Exercise brief: Although the records contain pictures, the copy must not; reproduce everything else in them exactly.

-- Extracted data follows --

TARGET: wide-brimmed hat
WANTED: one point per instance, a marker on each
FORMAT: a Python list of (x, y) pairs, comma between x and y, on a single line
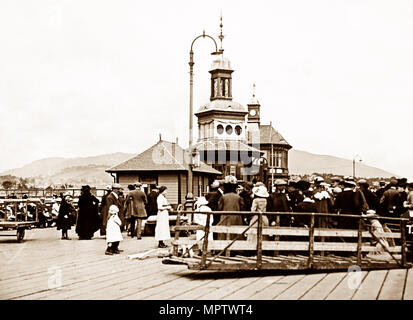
[(260, 191), (318, 179), (113, 209), (280, 182), (215, 184), (201, 201), (349, 183), (303, 185)]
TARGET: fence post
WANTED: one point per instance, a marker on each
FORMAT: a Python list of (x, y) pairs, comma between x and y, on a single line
[(403, 241), (277, 238), (259, 241), (205, 243), (310, 260), (176, 236), (359, 242)]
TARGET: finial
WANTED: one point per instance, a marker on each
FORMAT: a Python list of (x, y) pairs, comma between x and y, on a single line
[(221, 36)]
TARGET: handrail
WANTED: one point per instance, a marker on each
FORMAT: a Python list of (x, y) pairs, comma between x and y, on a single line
[(298, 213)]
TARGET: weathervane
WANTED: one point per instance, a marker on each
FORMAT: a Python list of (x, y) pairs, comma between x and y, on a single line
[(221, 36)]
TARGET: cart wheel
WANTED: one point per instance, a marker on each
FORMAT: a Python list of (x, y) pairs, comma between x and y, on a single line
[(20, 235)]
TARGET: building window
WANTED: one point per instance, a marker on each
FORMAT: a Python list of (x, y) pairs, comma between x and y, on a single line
[(228, 130)]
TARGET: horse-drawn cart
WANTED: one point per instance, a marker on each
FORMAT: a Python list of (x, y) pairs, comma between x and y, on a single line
[(15, 215), (321, 244)]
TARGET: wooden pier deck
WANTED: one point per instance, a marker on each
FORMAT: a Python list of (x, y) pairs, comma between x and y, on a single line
[(45, 267)]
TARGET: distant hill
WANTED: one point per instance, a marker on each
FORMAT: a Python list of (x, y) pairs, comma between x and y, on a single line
[(91, 170), (302, 162)]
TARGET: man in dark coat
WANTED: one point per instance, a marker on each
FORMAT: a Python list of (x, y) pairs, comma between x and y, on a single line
[(230, 201), (102, 209), (391, 201), (152, 205), (278, 202), (135, 204), (113, 198), (217, 190), (88, 218), (348, 202), (370, 197)]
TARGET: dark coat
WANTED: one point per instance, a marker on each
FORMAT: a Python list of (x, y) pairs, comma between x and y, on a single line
[(348, 202), (152, 205), (213, 199), (88, 216), (135, 204), (66, 217), (304, 206), (392, 203), (230, 202), (110, 200), (278, 202)]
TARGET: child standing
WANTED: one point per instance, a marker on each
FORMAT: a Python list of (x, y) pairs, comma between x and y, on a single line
[(113, 233)]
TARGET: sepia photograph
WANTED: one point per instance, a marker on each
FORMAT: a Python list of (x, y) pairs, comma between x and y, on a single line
[(206, 156)]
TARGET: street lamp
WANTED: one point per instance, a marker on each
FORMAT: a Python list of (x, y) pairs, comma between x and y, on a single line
[(356, 157), (190, 196)]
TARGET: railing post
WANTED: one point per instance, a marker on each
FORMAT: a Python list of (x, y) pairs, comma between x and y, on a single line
[(259, 241), (176, 237), (403, 241), (359, 241), (205, 243), (310, 261), (277, 238)]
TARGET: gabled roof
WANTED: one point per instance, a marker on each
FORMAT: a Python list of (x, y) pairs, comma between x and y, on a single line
[(163, 156), (225, 145), (268, 135)]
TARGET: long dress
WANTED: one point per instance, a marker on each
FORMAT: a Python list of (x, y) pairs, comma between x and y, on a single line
[(64, 219), (162, 220), (88, 216)]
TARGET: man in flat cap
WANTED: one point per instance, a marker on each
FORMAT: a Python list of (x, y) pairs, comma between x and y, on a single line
[(113, 199), (278, 202), (391, 201)]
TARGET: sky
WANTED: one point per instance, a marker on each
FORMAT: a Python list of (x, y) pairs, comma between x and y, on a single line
[(88, 77)]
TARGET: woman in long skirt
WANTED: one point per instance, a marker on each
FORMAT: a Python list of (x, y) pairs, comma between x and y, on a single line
[(162, 221)]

-- Extracted data concluded --

Solution to this exercise:
TARGET: wide-brimmed hat
WANTED: one point per instance, a marker on each
FORMAT: a Python list of (x, y) pairs, comma between x and y, on a single line
[(260, 191), (318, 179), (113, 209), (280, 182), (215, 184), (201, 201), (349, 183), (303, 185)]
TARGET: fence post
WANTED: one point per instance, a marker on each
FORMAT: a Python list of (x, y) pairs, comma between x and y, on a single line
[(403, 241), (277, 238), (259, 241), (205, 243), (310, 260), (176, 236), (359, 242)]
TARGET: finial
WANTED: one point per instance, a marker on each
FORMAT: a Python list of (x, y) pairs, comma between x and y, on a single line
[(221, 36)]
TARGET: handrail
WANTED: one point per instance, a marker on each
FORMAT: a Python list of (x, y) pairs, comma between x and y, on a single line
[(298, 213)]
TARGET: weathervane
WANTED: one point per instance, a marker on each
FORMAT: a Python list of (x, y) pairs, comma between x and y, on a single line
[(221, 36)]
TARGET: cart wheel
WANTED: one point per instance, a marker on each
FORMAT: a Python list of (x, y) pairs, comma between x and y, on a single line
[(20, 235)]
TARGET: building window
WANTED: one point per instance, a marker on each
FORMAT: a Python list of (x, y) pairs, comma between x and y, on a single line
[(228, 130)]
TARGET: horse-drawn cart
WANTED: one point per instance, a marker on each
FORMAT: a Python list of (x, y) pairs, comma between x and y, on a single line
[(15, 215), (321, 244)]
TARGET: wooden pier deck
WANTED: one point per instance, a marker on each
FORMAT: a Python list of (x, y) pairs, comma between x and y, on a single line
[(45, 267)]
TARGET: distant hill
WANTED: one point per instance, a marker on each
FORMAT: a Python list of (x, y) pairs, comma between x and y, on a single line
[(91, 170), (302, 162)]
TARGET: man in dark coat
WANTED: one point per instance, a marker on each
FORMAT: a Python list of (x, y) pairs, comma between x and y, on a single line
[(230, 201), (102, 209), (391, 201), (152, 205), (278, 202), (135, 204), (113, 198), (217, 190), (88, 218), (348, 202), (370, 197)]
TARGET: dark coat
WANTED: one point per instance, a marker on each
FORMAT: a Python list of (x, y) pairs, comma between x and y, on a single line
[(348, 202), (152, 205), (213, 199), (88, 216), (135, 204), (66, 217), (304, 206), (392, 203), (230, 202), (110, 200), (278, 202)]
TARGET: child standing
WANTED: one point per instance, a marker on each
FORMAT: a Python list of (x, y) pairs, comma between x and y, on a single line
[(113, 233)]
TARGET: sepia photograph
WANTED: one point per instance, a marker on each
FORMAT: a Python list of (x, y) pairs, comma between x and y, on a single line
[(206, 156)]
TARGET: street lamp
WANTED: one point per instance, a marker on each
FORMAT: a Python list of (x, y) pairs, comma between x and y, on a single line
[(356, 157), (190, 196)]
TARGET: railing post
WANTED: one point per instance, a marker on each
FORMAT: a Python list of (x, y) pairs, comma between x and y, on a single line
[(259, 241), (176, 237), (403, 241), (359, 241), (205, 243), (310, 261), (277, 238)]
TARGET: gabled roof
WANTED: one point per instance, a marker on each
FORMAT: a Python list of (x, y) pairs, comma between x and y, on a single line
[(163, 156), (225, 145), (268, 135)]
TARGET: long dress
WANTED: one point per instance, a marker on each
FORMAT: a Python list of (x, y) pairs, comma between x and y, on a single line
[(64, 219), (162, 220), (88, 216)]
TARGET: man in flat cap
WANTED: one point per instance, a marker on each
FORMAT: a Python list of (x, y) pairs, comma between x and y, on a single line
[(113, 199), (278, 202), (391, 201)]
TARGET: sky
WANTED: one point per instance, a marker on each
FORMAT: a Python list of (x, y) pairs, comma between x and y, on a single line
[(88, 77)]
TARGET: woman in long skirt
WANTED: one point per instance, a marker on each
FORMAT: a Python list of (x, y) pairs, comma between x and y, on a single line
[(162, 221)]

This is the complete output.